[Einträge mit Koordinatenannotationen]
- - -

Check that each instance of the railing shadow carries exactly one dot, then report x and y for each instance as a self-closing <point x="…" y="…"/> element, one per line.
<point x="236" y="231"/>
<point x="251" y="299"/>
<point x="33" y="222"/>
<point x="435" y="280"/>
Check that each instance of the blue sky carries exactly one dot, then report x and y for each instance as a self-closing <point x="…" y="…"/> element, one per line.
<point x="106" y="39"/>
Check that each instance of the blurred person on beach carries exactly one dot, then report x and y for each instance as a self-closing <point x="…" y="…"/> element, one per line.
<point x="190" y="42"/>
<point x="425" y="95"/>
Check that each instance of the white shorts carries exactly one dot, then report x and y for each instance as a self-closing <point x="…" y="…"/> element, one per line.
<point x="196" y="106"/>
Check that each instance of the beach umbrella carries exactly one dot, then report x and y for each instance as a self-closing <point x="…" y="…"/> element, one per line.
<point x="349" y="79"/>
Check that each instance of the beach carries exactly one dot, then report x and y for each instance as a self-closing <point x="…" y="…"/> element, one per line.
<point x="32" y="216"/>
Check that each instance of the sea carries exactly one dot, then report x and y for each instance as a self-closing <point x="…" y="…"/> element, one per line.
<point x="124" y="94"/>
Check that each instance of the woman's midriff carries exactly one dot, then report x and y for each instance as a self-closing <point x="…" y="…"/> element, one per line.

- - -

*Aufgabenstellung*:
Bearbeite bitte die obigen Einträge, indem du "railing shadow" überall durch "fence shadow" ersetzt. Alles andere bleibt unverändert.

*Lösung*:
Check that each instance of the fence shadow carries exactly one dot, then report x and y for each instance as a self-closing <point x="…" y="…"/> element, one per line.
<point x="236" y="231"/>
<point x="251" y="299"/>
<point x="33" y="222"/>
<point x="435" y="280"/>
Check that each instance of the blue sky carries exactly one dot, then report x and y for each instance as a self-closing <point x="…" y="…"/> element, one per line.
<point x="106" y="39"/>
Check that each instance of the blurred person on beach carries exactly one dot, then report x and y for each instance as a self-closing <point x="…" y="…"/> element, one per line.
<point x="190" y="42"/>
<point x="425" y="95"/>
Check that each instance of the white shorts carries exactly one dot, then report x and y for each instance as a self-closing <point x="…" y="…"/> element, one per line.
<point x="196" y="106"/>
Check that each instance of the beach umbrella carries exactly one dot, then report x and y for each instance as a self-closing <point x="…" y="…"/> element, one per line.
<point x="349" y="79"/>
Check that each instance of the beach carries exactly one dot, then report x and y for each instance as a self-closing <point x="…" y="…"/> element, one per line.
<point x="32" y="216"/>
Check that each instance of the sea carries exactly one dot, then report x and y for each instance as a self-closing <point x="…" y="…"/> element, one per line.
<point x="124" y="94"/>
Check that each instance of the woman's midriff carries exactly one dot, then report x and y for each instance as a self-closing <point x="…" y="…"/> element, one per line.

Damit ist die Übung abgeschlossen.